§ **Task to carry out**
Write only the number of lines in the data that include the word "clicks".
──────── Working data
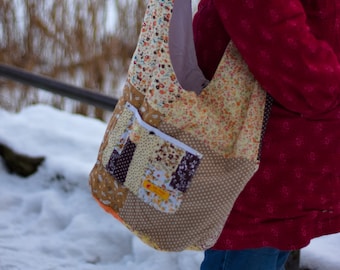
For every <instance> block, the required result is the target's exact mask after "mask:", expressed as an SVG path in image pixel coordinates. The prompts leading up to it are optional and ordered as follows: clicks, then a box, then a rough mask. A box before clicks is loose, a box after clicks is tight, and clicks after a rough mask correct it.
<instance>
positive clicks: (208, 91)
mask: <svg viewBox="0 0 340 270" xmlns="http://www.w3.org/2000/svg"><path fill="white" fill-rule="evenodd" d="M183 1H184V0H183ZM174 3H175V2H174V1H173V0H172V1H171V0H169V1H158V0H150V1H149V5H148V10H147V12H146V16H145V21H144V24H143V28H142V31H141V36H140V38H139V41H138V46H137V48H136V51H135V54H134V56H133V61H132V62H131V65H130V69H129V74H128V79H127V82H126V84H125V86H124V91H123V96H122V98H121V99H120V101H119V103H118V105H117V106H116V108H115V110H114V113H113V116H112V118H111V120H110V123H109V125H108V127H107V131H106V133H105V135H104V139H103V142H102V145H101V147H100V150H99V153H98V160H97V162H96V164H95V166H94V168H93V170H92V171H91V174H90V185H91V189H92V193H93V195H94V197H95V198H96V199H97V200H98V201H99V202H100V203H101V204H102V206H103V207H104V209H105V210H107V211H109V212H111V213H112V214H113V215H114V216H115V217H117V218H118V219H119V220H121V221H122V222H123V223H124V224H125V225H126V226H127V227H128V228H129V229H130V230H131V231H132V232H134V233H135V234H136V235H138V236H139V237H140V238H141V239H142V240H143V241H144V242H146V243H147V244H149V245H150V246H153V247H154V248H157V249H161V250H168V251H181V250H184V249H198V250H204V249H207V248H209V247H211V246H212V245H213V244H214V243H215V242H216V240H217V238H218V236H219V234H220V232H221V231H222V228H223V226H224V223H225V221H226V219H227V217H228V213H230V211H231V209H232V207H233V204H234V202H235V200H236V198H237V196H238V195H239V194H240V192H241V191H242V189H243V188H244V186H245V185H246V183H247V182H248V180H249V179H250V178H251V177H252V176H253V174H254V173H255V171H256V170H257V168H258V160H257V158H258V147H259V143H260V137H261V129H262V118H263V108H264V105H265V102H266V97H265V93H264V91H263V90H262V89H261V88H260V87H259V85H258V83H257V82H256V81H255V79H254V77H253V76H252V74H251V73H250V72H249V70H248V67H247V65H246V63H245V62H244V61H243V60H242V57H241V56H240V55H239V53H238V51H237V49H236V48H235V47H234V45H233V43H230V45H229V46H228V48H227V50H226V53H225V55H224V58H223V61H221V63H220V65H219V67H218V70H217V72H216V74H217V75H216V76H215V77H214V79H213V81H212V82H211V83H210V84H209V85H208V86H207V87H206V88H205V90H203V92H202V93H201V94H200V95H199V96H197V95H196V94H195V93H194V92H189V91H185V90H184V89H182V88H181V86H180V85H179V83H178V81H177V78H176V74H175V73H174V70H173V68H172V65H171V60H170V57H169V50H168V49H169V47H168V30H169V21H170V18H171V11H172V8H173V5H174ZM155 12H157V16H154V14H155ZM248 101H250V102H249V103H247V102H248ZM126 102H129V103H130V104H132V105H133V106H134V107H135V108H137V109H138V111H139V113H140V115H141V117H142V119H143V120H144V121H145V122H147V123H148V124H150V125H152V126H154V127H157V128H159V129H160V130H162V131H163V132H164V133H166V134H168V135H170V136H172V137H174V138H176V139H177V140H179V141H181V142H183V143H185V144H187V145H188V146H190V147H192V148H194V149H195V150H197V151H198V152H200V153H201V154H202V155H203V158H202V160H201V163H200V165H199V167H198V169H197V171H196V173H195V175H194V177H193V179H192V181H191V183H190V186H189V188H188V189H187V191H186V192H184V193H183V196H182V197H183V198H182V197H181V200H182V199H183V200H182V201H181V205H180V207H179V208H178V209H176V211H175V212H173V213H171V214H168V213H165V212H162V211H160V208H159V209H157V208H155V207H153V206H151V205H149V204H147V203H145V202H143V201H142V200H141V199H140V198H138V196H139V195H140V193H138V188H139V187H140V182H139V177H140V172H139V171H140V169H141V168H143V166H145V164H146V162H147V160H146V158H143V155H142V154H144V153H148V151H150V150H151V149H152V148H153V147H154V145H153V143H157V141H156V140H155V141H154V142H153V143H152V140H151V142H150V141H149V140H148V139H149V138H148V136H147V135H146V134H139V133H138V132H136V133H135V134H133V135H135V137H133V136H132V137H131V138H132V140H134V142H133V143H131V146H133V147H134V145H136V148H135V151H136V153H137V154H138V156H141V158H134V157H132V161H131V164H132V165H133V166H131V164H130V167H129V171H128V172H127V177H126V179H125V185H122V184H120V183H119V182H118V181H116V179H115V178H114V177H113V176H112V175H110V174H109V173H108V172H107V171H106V169H105V166H106V164H107V162H108V161H109V160H110V157H111V154H112V149H113V148H114V147H115V145H114V142H115V141H117V138H120V136H121V135H122V134H123V133H124V127H123V125H121V123H127V122H128V119H129V115H125V113H124V106H125V103H126ZM245 104H248V105H245ZM118 119H119V121H118ZM132 128H134V127H132ZM114 129H115V131H114V132H112V130H114ZM137 138H138V139H137ZM138 140H139V141H138ZM129 143H130V141H129ZM128 150H129V151H130V152H129V154H130V156H129V157H131V152H132V151H133V149H132V148H131V149H128ZM136 156H137V155H136ZM146 156H148V155H145V157H146ZM123 161H125V159H124V160H123ZM133 167H134V168H135V169H132V168H133ZM130 168H131V169H130ZM117 177H118V176H117ZM122 178H123V177H122ZM157 188H161V187H157ZM149 191H151V190H150V189H148V190H146V193H148V192H149ZM151 192H152V191H151ZM136 194H137V195H136ZM150 194H151V195H152V193H150ZM146 195H148V194H146ZM139 197H140V196H139ZM151 197H152V196H151ZM111 210H112V211H111Z"/></svg>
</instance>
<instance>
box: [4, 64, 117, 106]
mask: <svg viewBox="0 0 340 270" xmlns="http://www.w3.org/2000/svg"><path fill="white" fill-rule="evenodd" d="M0 77H5V78H7V79H11V80H13V81H16V82H20V83H23V84H25V85H29V86H33V87H36V88H39V89H43V90H46V91H49V92H52V93H54V94H58V95H61V96H64V97H68V98H71V99H74V100H78V101H80V102H84V103H87V104H90V105H93V106H96V107H99V108H102V109H105V110H109V111H112V110H113V109H114V107H115V106H116V104H117V102H118V100H117V99H115V98H112V97H109V96H106V95H103V94H100V93H96V92H94V91H91V90H89V89H85V88H80V87H76V86H73V85H70V84H66V83H63V82H60V81H57V80H55V79H52V78H49V77H45V76H41V75H37V74H34V73H32V72H28V71H26V70H24V69H21V68H17V67H13V66H9V65H6V64H0Z"/></svg>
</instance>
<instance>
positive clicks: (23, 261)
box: [0, 105, 340, 270]
mask: <svg viewBox="0 0 340 270" xmlns="http://www.w3.org/2000/svg"><path fill="white" fill-rule="evenodd" d="M105 128H106V124H105V123H103V122H100V121H98V120H95V119H91V118H86V117H83V116H79V115H74V114H70V113H67V112H63V111H59V110H56V109H53V108H51V107H49V106H45V105H35V106H31V107H28V108H26V109H23V110H22V111H21V112H20V113H18V114H12V113H8V112H6V111H4V110H1V109H0V142H2V143H6V144H7V145H9V146H11V147H12V148H14V149H15V150H17V151H19V152H21V153H25V154H28V155H31V156H45V157H46V160H45V162H44V163H43V165H42V166H41V167H40V168H39V170H38V172H37V173H36V174H34V175H32V176H30V177H28V178H21V177H18V176H16V175H12V174H9V173H7V172H6V170H5V167H4V165H3V163H2V162H1V160H0V270H52V269H53V270H55V269H58V270H59V269H65V270H68V269H69V270H71V269H72V270H75V269H81V270H94V269H96V270H98V269H100V270H109V269H110V270H137V269H138V270H156V269H157V270H159V269H162V270H195V269H197V270H198V269H199V265H200V262H201V260H202V258H203V254H202V252H191V251H185V252H181V253H165V252H159V251H155V250H153V249H151V248H149V247H147V246H146V245H144V244H143V243H142V242H141V241H140V240H138V239H137V238H136V237H135V236H133V235H132V234H131V233H130V232H129V231H128V230H126V229H125V228H124V227H123V226H122V225H121V224H120V223H119V222H117V221H115V220H114V219H113V218H112V217H111V216H110V215H108V214H106V213H105V212H104V211H103V210H102V209H101V208H100V207H99V206H98V205H97V204H96V203H95V202H94V200H93V199H92V197H91V194H90V190H89V186H88V174H89V172H90V170H91V168H92V166H93V164H94V162H95V160H96V156H97V150H98V148H99V144H100V142H101V139H102V135H103V133H104V131H105ZM339 244H340V234H335V235H330V236H327V237H321V238H319V239H315V240H314V241H313V242H312V243H311V244H310V245H309V246H308V247H307V248H305V249H304V250H303V251H302V258H301V260H302V266H304V267H309V268H310V269H316V270H339V269H340V256H339V254H340V246H339Z"/></svg>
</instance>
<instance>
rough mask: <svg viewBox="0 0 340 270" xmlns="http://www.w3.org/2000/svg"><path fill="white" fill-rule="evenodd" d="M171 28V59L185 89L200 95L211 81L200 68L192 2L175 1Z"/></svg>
mask: <svg viewBox="0 0 340 270" xmlns="http://www.w3.org/2000/svg"><path fill="white" fill-rule="evenodd" d="M173 1H174V5H173V11H172V18H171V21H170V27H169V50H170V52H169V53H170V59H171V62H172V66H173V69H174V71H175V74H176V77H177V79H178V82H179V83H180V85H181V86H182V88H183V89H186V90H188V91H194V92H196V93H197V94H199V93H200V92H201V91H202V89H203V88H204V87H205V86H207V84H208V83H209V81H208V80H207V79H206V78H205V77H204V75H203V72H202V71H201V69H200V68H199V66H198V62H197V57H196V50H195V44H194V34H193V29H192V6H191V0H173Z"/></svg>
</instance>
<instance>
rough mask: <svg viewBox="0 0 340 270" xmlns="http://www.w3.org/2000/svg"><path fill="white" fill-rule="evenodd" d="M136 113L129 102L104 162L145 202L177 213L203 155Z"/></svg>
mask: <svg viewBox="0 0 340 270" xmlns="http://www.w3.org/2000/svg"><path fill="white" fill-rule="evenodd" d="M136 114H138V111H137V110H136V109H135V108H134V107H133V106H132V105H131V104H127V106H126V108H125V109H124V110H123V112H122V113H121V116H122V117H121V118H120V117H118V120H117V124H116V127H115V128H114V129H113V130H112V131H111V138H110V139H109V141H111V143H110V144H108V146H107V147H106V148H105V150H104V152H111V155H110V158H109V159H108V161H107V163H106V164H103V165H104V166H105V168H106V170H107V172H108V173H110V174H111V175H112V176H113V177H114V178H115V179H116V180H117V181H118V182H119V183H121V184H123V185H125V186H126V187H127V188H128V189H129V190H130V191H131V192H132V193H134V194H135V195H136V196H138V197H139V198H140V199H141V200H143V201H144V202H145V203H148V204H149V205H152V206H153V207H155V208H156V209H158V210H160V211H162V212H166V213H174V212H176V211H177V210H178V209H179V207H180V205H181V202H182V200H183V194H184V193H185V192H186V191H187V189H188V187H189V184H190V182H191V180H192V178H193V176H194V174H195V171H196V170H197V168H198V165H199V163H200V159H201V156H200V154H198V153H195V152H189V151H188V150H189V148H187V149H186V148H183V145H182V143H180V142H178V143H177V141H176V140H175V139H171V141H169V138H168V136H167V135H164V136H163V134H162V133H161V132H160V131H158V132H157V134H156V133H155V132H154V129H152V128H151V129H148V126H147V125H143V126H142V125H141V124H140V121H141V119H139V118H138V117H136ZM123 127H124V128H123ZM117 134H120V136H117ZM139 146H140V147H139ZM145 146H148V147H145ZM139 148H141V149H143V150H146V152H145V151H140V149H139ZM146 148H147V149H146ZM131 172H132V173H131ZM126 180H127V181H126Z"/></svg>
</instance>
────────────────
§ **Result of the task**
3